--- Exercise directions ---
Convert every line of the stored entries below into a numbered list, skipping blank lines and leaving the pictures out.

[Stored entries]
----
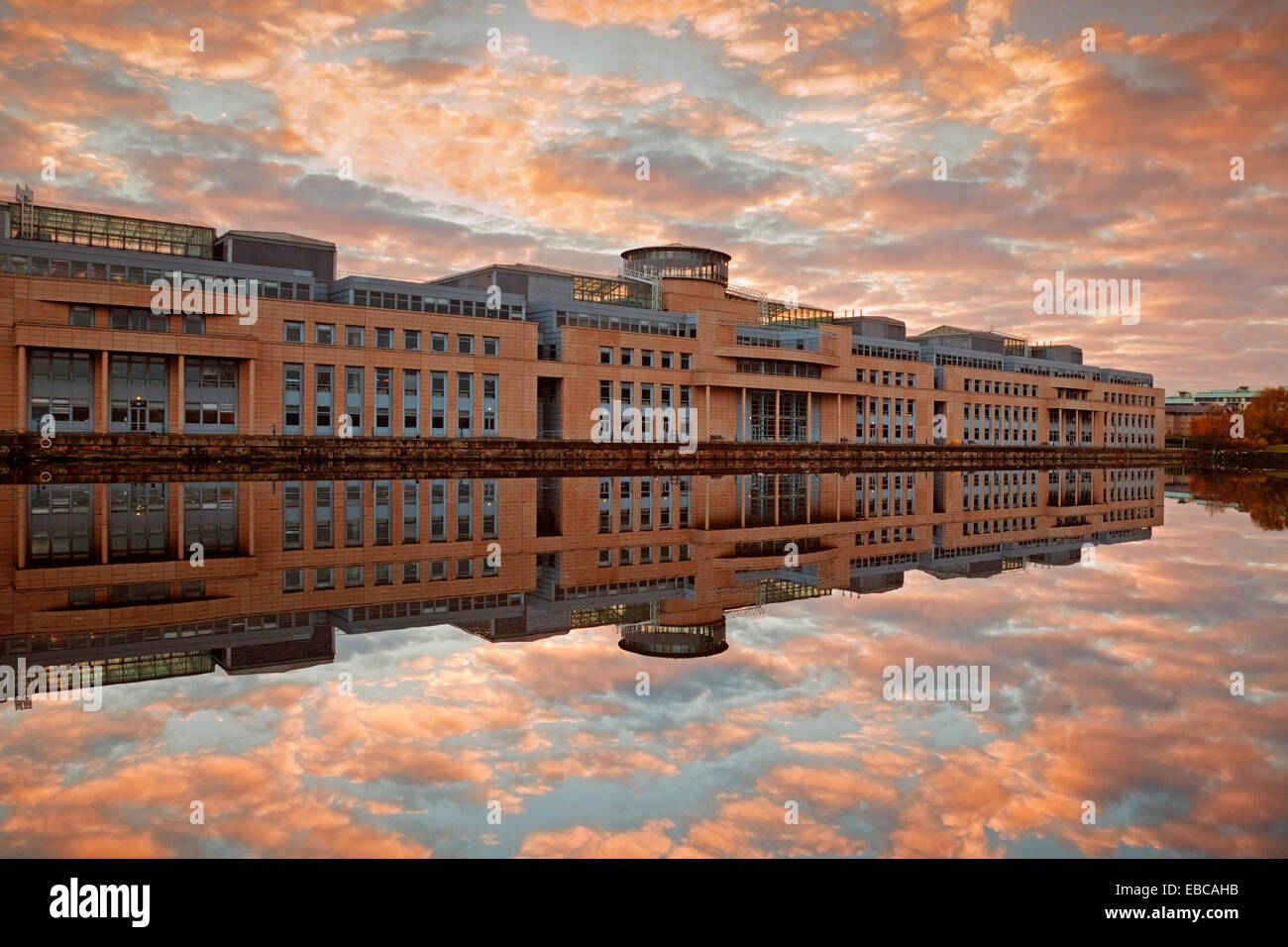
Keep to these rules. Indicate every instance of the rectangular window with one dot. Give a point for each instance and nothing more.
(381, 512)
(323, 384)
(490, 385)
(411, 402)
(353, 513)
(353, 397)
(292, 514)
(464, 509)
(411, 512)
(323, 515)
(464, 405)
(438, 403)
(292, 398)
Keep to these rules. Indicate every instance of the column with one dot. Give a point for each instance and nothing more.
(101, 519)
(249, 399)
(176, 399)
(102, 407)
(22, 415)
(22, 509)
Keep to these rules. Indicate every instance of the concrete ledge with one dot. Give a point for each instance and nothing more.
(89, 458)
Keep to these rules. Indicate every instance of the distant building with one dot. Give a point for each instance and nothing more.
(1181, 408)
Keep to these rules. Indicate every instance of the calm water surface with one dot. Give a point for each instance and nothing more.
(1111, 684)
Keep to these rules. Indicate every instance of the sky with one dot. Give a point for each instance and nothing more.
(1108, 684)
(421, 144)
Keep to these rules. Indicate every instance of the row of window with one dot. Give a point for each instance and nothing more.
(356, 337)
(643, 556)
(134, 318)
(382, 574)
(449, 307)
(626, 359)
(625, 324)
(390, 501)
(887, 377)
(121, 273)
(402, 419)
(1010, 388)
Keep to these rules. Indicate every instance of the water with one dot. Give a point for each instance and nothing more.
(1109, 642)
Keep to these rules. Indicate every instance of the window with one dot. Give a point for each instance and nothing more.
(210, 395)
(138, 320)
(323, 382)
(292, 398)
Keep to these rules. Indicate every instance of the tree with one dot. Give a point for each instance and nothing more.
(1266, 418)
(1212, 428)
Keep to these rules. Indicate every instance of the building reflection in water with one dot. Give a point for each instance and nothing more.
(106, 575)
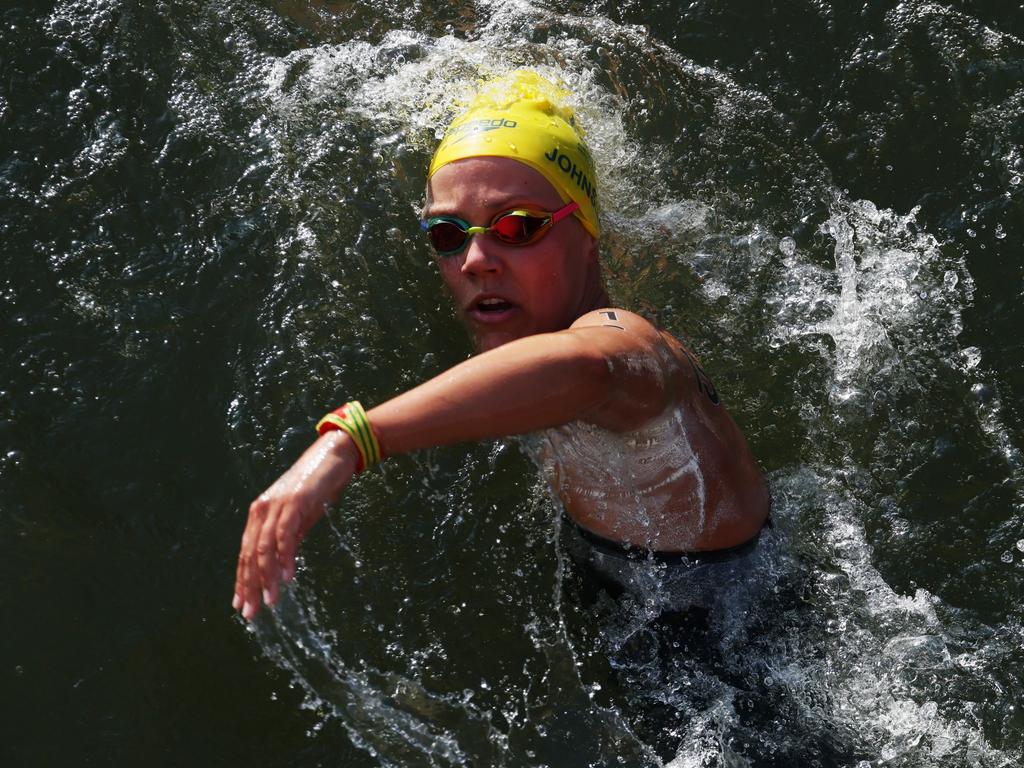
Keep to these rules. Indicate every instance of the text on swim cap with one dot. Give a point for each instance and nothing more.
(478, 126)
(566, 165)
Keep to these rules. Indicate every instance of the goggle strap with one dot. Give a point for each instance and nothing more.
(563, 212)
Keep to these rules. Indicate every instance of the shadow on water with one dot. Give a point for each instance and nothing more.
(210, 232)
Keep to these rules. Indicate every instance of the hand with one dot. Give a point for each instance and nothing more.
(282, 516)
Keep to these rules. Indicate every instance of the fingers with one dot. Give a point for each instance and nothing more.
(247, 580)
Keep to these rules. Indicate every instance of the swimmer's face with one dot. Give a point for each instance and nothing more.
(505, 292)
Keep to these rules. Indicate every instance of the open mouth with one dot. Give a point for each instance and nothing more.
(493, 306)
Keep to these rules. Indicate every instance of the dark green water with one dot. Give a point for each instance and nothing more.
(209, 237)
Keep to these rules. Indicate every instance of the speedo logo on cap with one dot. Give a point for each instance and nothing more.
(479, 126)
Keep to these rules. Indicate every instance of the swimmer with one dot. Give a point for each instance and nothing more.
(627, 427)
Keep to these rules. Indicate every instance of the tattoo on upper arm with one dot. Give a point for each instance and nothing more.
(611, 317)
(704, 381)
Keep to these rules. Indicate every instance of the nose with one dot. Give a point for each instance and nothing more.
(481, 257)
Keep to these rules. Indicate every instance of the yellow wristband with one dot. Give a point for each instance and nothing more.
(352, 420)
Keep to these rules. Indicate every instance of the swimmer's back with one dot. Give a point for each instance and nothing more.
(663, 467)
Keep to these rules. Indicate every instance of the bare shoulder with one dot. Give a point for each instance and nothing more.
(622, 320)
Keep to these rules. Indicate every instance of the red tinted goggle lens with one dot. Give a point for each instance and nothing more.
(449, 235)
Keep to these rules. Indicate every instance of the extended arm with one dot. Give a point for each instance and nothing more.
(602, 371)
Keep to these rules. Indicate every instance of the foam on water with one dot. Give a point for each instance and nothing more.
(816, 656)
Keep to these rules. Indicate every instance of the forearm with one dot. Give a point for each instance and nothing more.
(525, 385)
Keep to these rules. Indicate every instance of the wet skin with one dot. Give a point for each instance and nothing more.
(546, 286)
(551, 353)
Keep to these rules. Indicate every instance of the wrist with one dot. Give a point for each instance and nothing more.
(341, 446)
(351, 419)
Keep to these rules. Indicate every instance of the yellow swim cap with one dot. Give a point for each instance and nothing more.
(521, 116)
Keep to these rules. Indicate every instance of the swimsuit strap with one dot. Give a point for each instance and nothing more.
(633, 553)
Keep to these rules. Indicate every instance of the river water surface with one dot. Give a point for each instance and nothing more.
(208, 222)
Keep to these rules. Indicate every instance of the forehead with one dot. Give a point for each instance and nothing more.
(487, 184)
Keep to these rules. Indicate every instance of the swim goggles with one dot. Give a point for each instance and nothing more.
(521, 226)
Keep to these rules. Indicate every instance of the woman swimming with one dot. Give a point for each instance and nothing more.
(633, 438)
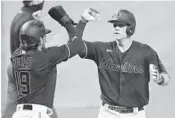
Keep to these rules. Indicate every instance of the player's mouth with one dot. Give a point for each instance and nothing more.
(116, 33)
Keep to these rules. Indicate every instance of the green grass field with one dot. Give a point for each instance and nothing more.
(77, 91)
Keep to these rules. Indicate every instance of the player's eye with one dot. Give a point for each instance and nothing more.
(119, 25)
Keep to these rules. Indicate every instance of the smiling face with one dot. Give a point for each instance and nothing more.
(120, 30)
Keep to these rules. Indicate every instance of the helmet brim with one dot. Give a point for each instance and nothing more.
(47, 31)
(118, 20)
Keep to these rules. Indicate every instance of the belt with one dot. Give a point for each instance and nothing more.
(34, 107)
(121, 109)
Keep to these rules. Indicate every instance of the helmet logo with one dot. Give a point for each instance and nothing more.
(119, 14)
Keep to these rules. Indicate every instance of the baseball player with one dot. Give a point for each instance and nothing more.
(30, 10)
(25, 81)
(125, 67)
(34, 70)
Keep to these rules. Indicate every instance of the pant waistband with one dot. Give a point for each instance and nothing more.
(122, 109)
(34, 107)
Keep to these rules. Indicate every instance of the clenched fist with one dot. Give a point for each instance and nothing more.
(90, 15)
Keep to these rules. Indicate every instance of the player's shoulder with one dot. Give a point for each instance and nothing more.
(144, 46)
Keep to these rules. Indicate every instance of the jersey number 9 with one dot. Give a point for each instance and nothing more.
(22, 82)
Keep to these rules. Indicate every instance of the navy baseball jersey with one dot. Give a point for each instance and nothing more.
(124, 77)
(22, 17)
(35, 73)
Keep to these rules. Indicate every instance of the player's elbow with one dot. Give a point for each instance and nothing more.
(166, 79)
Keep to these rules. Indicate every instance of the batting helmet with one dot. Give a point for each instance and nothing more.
(31, 32)
(125, 16)
(38, 3)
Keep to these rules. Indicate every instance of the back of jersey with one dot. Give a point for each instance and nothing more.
(34, 83)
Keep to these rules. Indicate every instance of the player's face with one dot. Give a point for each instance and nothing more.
(120, 30)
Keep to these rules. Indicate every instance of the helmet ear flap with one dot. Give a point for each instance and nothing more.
----
--- Worked answer ---
1. Keep to these rules. Indicate every instance of the rectangular window with one dot. Give a point for each instance and nothing more.
2. (381, 512)
3. (323, 384)
4. (490, 385)
5. (411, 402)
6. (353, 513)
7. (353, 397)
8. (292, 514)
9. (464, 509)
10. (411, 512)
11. (323, 515)
12. (464, 405)
13. (438, 403)
14. (292, 398)
15. Keep to these rules. Indicate every instance of the column with one dot. Give a point for each instance and nothing more.
16. (101, 519)
17. (249, 399)
18. (176, 399)
19. (102, 407)
20. (22, 415)
21. (22, 509)
22. Keep to these rules. Indicate every instance of the concrete ledge with one dot. Give a point for each instance and nothing more.
23. (89, 458)
24. Keep to these rules. Indicate every instance of the distant building with one dot. Give a point for each instance and nothing more.
25. (1181, 408)
26. Keep to these rules. Indicate every instance of the calm water surface with one dot. Give a point for each instance and nothing more.
27. (1111, 684)
28. Keep to these rules. Indicate every instance of the sky with one dot. Give a point for each instance and nothing more.
29. (1108, 684)
30. (421, 144)
31. Keep to these rules. Indicate every instance of the row of window with one dot. Give a point for each instance and nothing more.
32. (356, 337)
33. (643, 556)
34. (134, 318)
35. (382, 574)
36. (449, 307)
37. (626, 359)
38. (625, 324)
39. (390, 501)
40. (887, 377)
41. (121, 273)
42. (402, 419)
43. (1010, 388)
44. Keep to these rules. Indicate every instance of the water with one dot. Give a point for each instance and nothing more.
45. (1109, 642)
46. Keep to these rules. Indicate every instance of the window with one dot. Give a point for each instance and nothing more.
47. (210, 395)
48. (138, 320)
49. (323, 382)
50. (292, 398)
51. Keep to these rules. Indicate every instance of the tree with one dot. Give a point for each instance and nothing more.
52. (1266, 418)
53. (1212, 428)
54. Keep to these rules. Indicate every instance of the building reflection in water with one dot. Give a point for each instance and nothing more.
55. (106, 575)
56. Keep to these rules. Indicate every instance of the text on swim cap with one dot. Give a point for each instance and nothing more.
57. (478, 126)
58. (566, 165)
59. Keep to these rules. Indicate every instance of the goggle strap with one dot. Give a point for each instance and nothing more.
60. (563, 212)
61. Keep to these rules. Indicate every instance of the shadow on water with one dot. Give a point for each instance and nothing more.
62. (210, 232)
63. Keep to these rules. Indicate every instance of the hand with one dot. Give a point for each instance and nothing more.
64. (282, 516)
65. Keep to these rules. Indicate every instance of the fingers with one dot. Give a point for each instance and nothing more.
66. (247, 580)
67. Keep to these rules. Indicate every instance of the swimmer's face with one dot. Give a point for each instance and nothing more.
68. (505, 292)
69. Keep to these rules. Indicate every instance of the open mouth with one dot. Give a point for each instance and nothing more.
70. (493, 306)
71. Keep to these rules. Indicate every instance of the dark green water with one dot. Give a point for each instance and nothing more.
72. (209, 237)
73. Keep to these rules. Indicate every instance of the speedo logo on cap with one dot. Give a point for each instance and nothing more.
74. (479, 126)
75. Keep to these rules. Indicate every instance of the swimmer with one dot. Give a point for each instance and nothing more.
76. (627, 427)
77. Keep to these rules. Indicate every instance of the tattoo on upper arm with one dot. Give a point for each instance and nothing more.
78. (611, 317)
79. (704, 381)
80. Keep to these rules. Indicate every instance of the nose with one dot. Give a point for each instance and nothing more.
81. (481, 257)
82. Keep to these rules. Indicate every instance of the yellow wristband with one dot. Give a point for each instance and nothing more.
83. (352, 420)
84. Keep to these rules. Indicate every instance of the swimmer's back with one dot. Give a point for each instance and nothing more.
85. (663, 467)
86. Keep to these rules. Indicate every instance of the bare shoulder with one dot. Give a point for each instance and nothing more.
87. (622, 320)
88. Keep to these rules. Indicate every instance of the red tinted goggle lens with one dot. Give a point for each instance and nothing more.
89. (449, 235)
90. Keep to these rules. Indicate every instance of the extended arm with one dot. Give a point for each instance and nothing more.
91. (602, 371)
92. Keep to these rules. Indicate every instance of the foam on water with one dot. Give a point for each instance and nothing more.
93. (816, 656)
94. Keep to these rules. Indicate every instance of the forearm with one dot. Give a point for each instance and nothing more.
95. (525, 385)
96. Keep to these rules. Indicate every instance of the wet skin with one dot. Give a point for each instance and nothing more.
97. (546, 286)
98. (551, 353)
99. Keep to these rules. Indicate every instance of the wrist with one dot. Give a point for each instance and nothing more.
100. (341, 446)
101. (351, 419)
102. Keep to these rules. Indicate every instance of the yellow swim cap with one dot. Give a point for each instance and nothing more.
103. (521, 116)
104. Keep to these rules. Indicate every instance of the swimsuit strap with one dot. Give a point for each instance and nothing more.
105. (633, 553)
106. Keep to these rules. Indicate every instance of the river water surface with one dot. Give a point for each instance and nothing more.
107. (208, 222)
108. Keep to these rules. Indicate every instance of the forehead with one dot. Give a point for each instance and nothing more.
109. (487, 184)
110. Keep to these rules. Indicate every instance of the swim goggles with one dot. Give a point for each instance and nothing more.
111. (521, 226)
112. Keep to these rules. Indicate every instance of the woman swimming with one dot. Give a point for each instance and nothing more.
113. (633, 438)
114. Keep to these rules. Indicate every instance of the player's mouth with one dot. Give a point for each instance and nothing more.
115. (116, 33)
116. Keep to these rules. Indicate every instance of the green grass field with one dot. Give a point for each instance and nothing more.
117. (77, 91)
118. Keep to these rules. Indicate every instance of the player's eye with one dot. Give a point for each instance and nothing more.
119. (119, 25)
120. Keep to these rules. Indicate every instance of the smiling face with one dot. Give a point for each instance and nothing more.
121. (120, 30)
122. Keep to these rules. Indicate every instance of the helmet brim with one dot. Give a point for each instance and nothing more.
123. (47, 31)
124. (118, 20)
125. Keep to these rules. Indicate every instance of the belt with one dot. Give a point for each instance and nothing more.
126. (34, 107)
127. (121, 109)
128. Keep to these rules. Indicate every instance of the helmet logo with one dot. Give a point for each instance and nothing more.
129. (119, 14)
130. Keep to these rules. Indicate every instance of the baseball player with one dot. Give a point for each instance and nothing more.
131. (30, 10)
132. (25, 81)
133. (125, 67)
134. (34, 70)
135. Keep to these rules. Indicate every instance of the pant waistband with one dot. Give a point for each instance and nothing more.
136. (122, 109)
137. (34, 107)
138. Keep to these rules. Indicate every instance of the clenched fist with one dot. Give a point for each instance and nothing more.
139. (90, 15)
140. Keep to these rules. Indicate every instance of the player's shoulder with one dot. Give a point for each instance and nothing more.
141. (144, 46)
142. Keep to these rules. Indicate every instance of the jersey number 9 with one dot. Give a point for each instance and nothing more.
143. (22, 82)
144. Keep to these rules. Indicate every instance of the navy baseball jersey with one dot. Give a point for each instance and nothing more.
145. (124, 77)
146. (22, 17)
147. (35, 73)
148. Keep to these rules. Indicate every instance of the player's elbow with one dot. Give a point for each instance and nothing more.
149. (166, 79)
150. Keep to these rules. Indicate every instance of the batting helmet with one dot. Give a point for each instance and nothing more.
151. (31, 32)
152. (125, 16)
153. (38, 3)
154. Keep to these rules. Indicate every instance of the back of jersey with one dot. Give a point for each instance and nothing more.
155. (34, 83)
156. Keep to these rules. Indicate every instance of the player's face with one dot. Give a point for each instance and nothing more.
157. (120, 30)
158. Keep to these rules. Indicate every instance of the helmet ear flap with one dot. Give a point for each instance and nothing more.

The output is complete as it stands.